(What to work on): Quote word for word the stretch of the items below, from the line containing "Each instance gets a single point. Label the white sneaker" through the end of the items.

(Provided records):
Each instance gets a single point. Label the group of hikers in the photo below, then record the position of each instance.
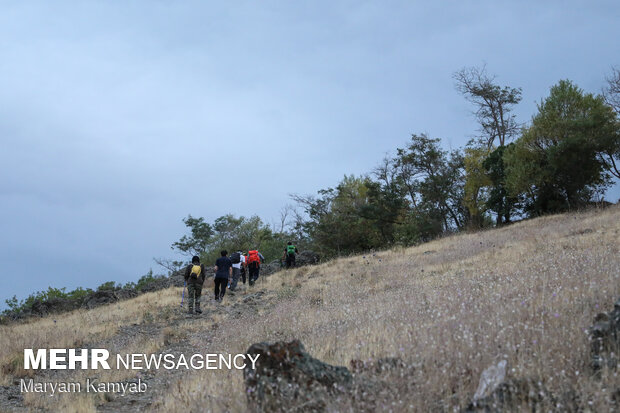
(227, 271)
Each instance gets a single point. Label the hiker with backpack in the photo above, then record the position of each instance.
(194, 278)
(253, 263)
(237, 260)
(289, 254)
(244, 267)
(223, 275)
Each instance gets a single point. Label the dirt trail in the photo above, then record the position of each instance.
(244, 303)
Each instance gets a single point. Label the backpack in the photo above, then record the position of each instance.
(235, 257)
(253, 257)
(195, 272)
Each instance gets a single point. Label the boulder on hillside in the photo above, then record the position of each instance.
(515, 395)
(52, 305)
(268, 269)
(287, 378)
(99, 298)
(605, 339)
(307, 258)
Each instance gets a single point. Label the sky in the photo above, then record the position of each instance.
(118, 119)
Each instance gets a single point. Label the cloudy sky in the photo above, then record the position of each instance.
(117, 119)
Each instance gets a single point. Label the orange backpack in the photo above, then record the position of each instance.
(253, 256)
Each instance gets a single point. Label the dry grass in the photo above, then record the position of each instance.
(525, 293)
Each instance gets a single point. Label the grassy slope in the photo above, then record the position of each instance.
(449, 308)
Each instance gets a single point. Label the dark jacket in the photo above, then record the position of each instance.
(201, 277)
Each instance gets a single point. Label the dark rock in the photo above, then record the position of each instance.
(126, 293)
(307, 258)
(289, 379)
(272, 267)
(100, 298)
(605, 339)
(53, 305)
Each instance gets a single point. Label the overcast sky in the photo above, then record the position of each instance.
(118, 119)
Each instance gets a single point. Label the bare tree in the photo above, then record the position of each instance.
(611, 92)
(171, 265)
(493, 104)
(285, 215)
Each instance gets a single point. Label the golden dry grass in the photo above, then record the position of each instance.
(450, 308)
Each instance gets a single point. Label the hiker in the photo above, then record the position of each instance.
(253, 263)
(289, 254)
(223, 275)
(244, 267)
(195, 278)
(238, 260)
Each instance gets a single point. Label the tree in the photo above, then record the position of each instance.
(611, 92)
(476, 181)
(498, 199)
(433, 178)
(557, 162)
(336, 218)
(610, 153)
(493, 104)
(198, 241)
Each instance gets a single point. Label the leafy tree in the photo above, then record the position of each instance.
(610, 152)
(557, 163)
(385, 208)
(493, 104)
(198, 241)
(336, 223)
(498, 199)
(476, 182)
(433, 177)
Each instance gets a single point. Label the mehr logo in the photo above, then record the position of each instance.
(93, 359)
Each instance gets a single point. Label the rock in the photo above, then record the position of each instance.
(605, 339)
(268, 269)
(490, 379)
(289, 379)
(100, 298)
(307, 258)
(126, 293)
(53, 305)
(515, 395)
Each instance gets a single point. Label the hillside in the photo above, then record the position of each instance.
(446, 310)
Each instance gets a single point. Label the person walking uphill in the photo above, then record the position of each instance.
(238, 261)
(195, 278)
(253, 262)
(289, 254)
(223, 275)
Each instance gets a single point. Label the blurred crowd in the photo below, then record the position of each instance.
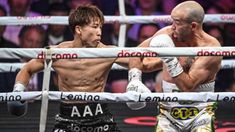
(39, 36)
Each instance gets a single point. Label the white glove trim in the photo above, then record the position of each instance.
(19, 87)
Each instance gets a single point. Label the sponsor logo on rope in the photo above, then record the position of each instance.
(42, 55)
(158, 99)
(79, 97)
(184, 113)
(124, 53)
(10, 98)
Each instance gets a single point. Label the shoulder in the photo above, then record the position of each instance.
(101, 45)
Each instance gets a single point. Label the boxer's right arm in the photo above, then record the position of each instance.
(19, 108)
(31, 67)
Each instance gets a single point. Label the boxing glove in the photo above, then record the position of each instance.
(135, 84)
(18, 108)
(173, 66)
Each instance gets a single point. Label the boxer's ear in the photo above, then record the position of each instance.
(194, 26)
(78, 30)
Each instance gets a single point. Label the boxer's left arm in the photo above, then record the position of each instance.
(202, 70)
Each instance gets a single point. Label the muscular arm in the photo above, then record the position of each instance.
(203, 70)
(33, 66)
(145, 64)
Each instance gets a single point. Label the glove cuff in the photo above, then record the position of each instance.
(19, 87)
(173, 67)
(134, 74)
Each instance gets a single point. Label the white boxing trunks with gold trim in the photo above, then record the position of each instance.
(186, 116)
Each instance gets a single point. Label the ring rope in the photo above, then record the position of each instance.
(13, 67)
(72, 53)
(63, 20)
(121, 97)
(45, 89)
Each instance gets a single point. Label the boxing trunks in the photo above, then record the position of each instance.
(84, 117)
(186, 116)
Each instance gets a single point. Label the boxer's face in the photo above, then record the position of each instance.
(181, 28)
(91, 34)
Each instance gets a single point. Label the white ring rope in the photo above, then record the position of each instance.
(72, 53)
(122, 97)
(63, 20)
(13, 67)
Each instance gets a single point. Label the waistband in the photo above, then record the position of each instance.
(82, 110)
(170, 87)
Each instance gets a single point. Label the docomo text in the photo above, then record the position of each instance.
(215, 53)
(124, 53)
(42, 55)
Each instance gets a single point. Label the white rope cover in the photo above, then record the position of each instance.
(63, 20)
(13, 67)
(122, 97)
(72, 53)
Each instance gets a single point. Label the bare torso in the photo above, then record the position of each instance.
(190, 63)
(82, 75)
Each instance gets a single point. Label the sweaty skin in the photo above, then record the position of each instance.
(185, 31)
(81, 75)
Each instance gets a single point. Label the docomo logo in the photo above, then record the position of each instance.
(42, 55)
(163, 19)
(32, 17)
(124, 53)
(216, 53)
(227, 17)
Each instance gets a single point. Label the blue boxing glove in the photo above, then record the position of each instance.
(18, 108)
(136, 85)
(173, 66)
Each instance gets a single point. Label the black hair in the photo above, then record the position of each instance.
(3, 10)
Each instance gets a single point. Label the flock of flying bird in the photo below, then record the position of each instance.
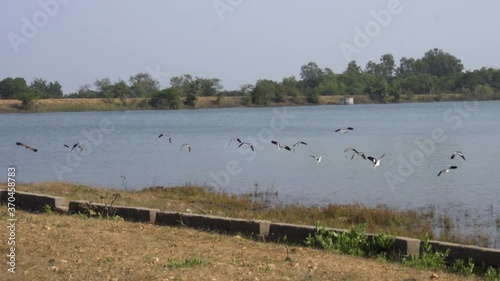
(373, 160)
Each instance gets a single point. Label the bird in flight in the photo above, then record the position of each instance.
(344, 130)
(355, 152)
(446, 171)
(247, 144)
(166, 136)
(27, 146)
(76, 145)
(457, 153)
(375, 161)
(317, 158)
(298, 143)
(186, 145)
(280, 146)
(234, 139)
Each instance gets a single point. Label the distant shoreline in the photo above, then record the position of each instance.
(98, 104)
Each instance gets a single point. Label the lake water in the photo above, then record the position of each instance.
(122, 149)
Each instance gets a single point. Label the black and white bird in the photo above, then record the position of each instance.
(459, 153)
(186, 145)
(27, 146)
(355, 152)
(375, 161)
(317, 158)
(246, 144)
(235, 139)
(344, 130)
(446, 171)
(280, 146)
(298, 143)
(166, 136)
(76, 145)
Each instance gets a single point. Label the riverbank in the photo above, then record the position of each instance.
(76, 104)
(59, 246)
(256, 205)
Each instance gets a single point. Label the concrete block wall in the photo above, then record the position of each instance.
(480, 255)
(253, 228)
(276, 232)
(127, 213)
(34, 202)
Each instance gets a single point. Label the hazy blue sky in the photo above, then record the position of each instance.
(245, 40)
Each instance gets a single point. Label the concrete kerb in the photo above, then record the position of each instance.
(297, 234)
(254, 228)
(34, 202)
(136, 214)
(480, 255)
(275, 232)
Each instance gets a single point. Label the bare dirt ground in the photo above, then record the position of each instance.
(63, 247)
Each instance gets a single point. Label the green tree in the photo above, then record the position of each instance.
(169, 98)
(54, 90)
(263, 92)
(406, 67)
(209, 87)
(387, 66)
(192, 95)
(10, 87)
(182, 83)
(103, 88)
(27, 98)
(311, 95)
(311, 74)
(418, 84)
(438, 63)
(378, 90)
(46, 90)
(143, 85)
(120, 90)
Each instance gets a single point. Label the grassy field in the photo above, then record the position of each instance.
(72, 104)
(62, 247)
(74, 247)
(196, 199)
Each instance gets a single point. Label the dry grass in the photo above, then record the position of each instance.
(201, 200)
(60, 247)
(77, 104)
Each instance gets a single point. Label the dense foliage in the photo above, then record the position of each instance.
(436, 73)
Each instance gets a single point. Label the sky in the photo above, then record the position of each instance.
(76, 42)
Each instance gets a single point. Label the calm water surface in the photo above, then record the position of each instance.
(122, 149)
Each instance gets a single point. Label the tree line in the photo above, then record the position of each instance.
(437, 72)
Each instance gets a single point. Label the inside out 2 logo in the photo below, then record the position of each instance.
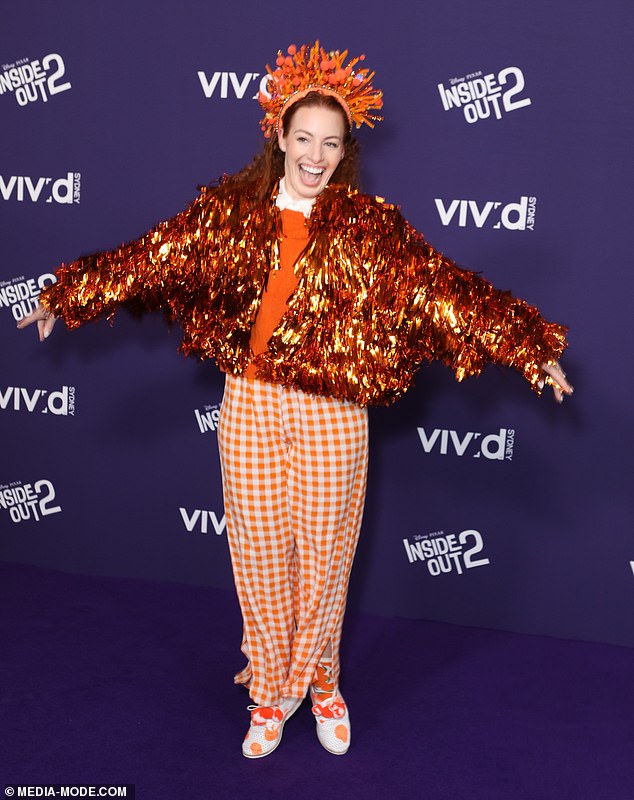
(481, 96)
(29, 500)
(30, 81)
(444, 553)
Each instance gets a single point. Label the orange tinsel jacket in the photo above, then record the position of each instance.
(373, 301)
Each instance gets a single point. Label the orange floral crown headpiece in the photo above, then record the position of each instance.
(312, 69)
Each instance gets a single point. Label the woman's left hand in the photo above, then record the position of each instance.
(556, 377)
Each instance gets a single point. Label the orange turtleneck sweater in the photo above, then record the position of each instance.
(280, 285)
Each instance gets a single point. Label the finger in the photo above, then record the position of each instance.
(48, 325)
(28, 320)
(556, 376)
(37, 314)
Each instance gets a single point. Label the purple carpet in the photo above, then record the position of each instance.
(106, 680)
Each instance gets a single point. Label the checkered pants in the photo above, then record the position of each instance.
(294, 471)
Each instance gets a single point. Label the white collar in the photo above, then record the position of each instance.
(284, 200)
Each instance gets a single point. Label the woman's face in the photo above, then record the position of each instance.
(313, 148)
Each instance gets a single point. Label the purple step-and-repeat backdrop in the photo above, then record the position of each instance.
(507, 141)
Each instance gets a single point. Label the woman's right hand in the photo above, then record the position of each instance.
(45, 321)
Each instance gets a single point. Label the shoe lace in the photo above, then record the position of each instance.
(266, 715)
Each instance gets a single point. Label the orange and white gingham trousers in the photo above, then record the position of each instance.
(294, 470)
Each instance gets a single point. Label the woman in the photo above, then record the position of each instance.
(316, 300)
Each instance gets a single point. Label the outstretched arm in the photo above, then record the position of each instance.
(474, 323)
(149, 271)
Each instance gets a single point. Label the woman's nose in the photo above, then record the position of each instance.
(316, 152)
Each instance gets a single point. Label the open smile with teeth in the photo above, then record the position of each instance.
(311, 174)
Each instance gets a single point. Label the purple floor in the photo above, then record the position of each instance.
(121, 681)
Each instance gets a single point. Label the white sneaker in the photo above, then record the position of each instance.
(267, 724)
(333, 722)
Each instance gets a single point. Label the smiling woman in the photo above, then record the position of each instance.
(316, 300)
(312, 143)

(Solution to the exercise):
Each instance gets a single point. Label the white sneaker in the photo above, then record the position of each instance.
(267, 724)
(333, 722)
Each instance gets a single point. Label the smiling woman in the photo above, then record the position of each instance.
(316, 300)
(312, 143)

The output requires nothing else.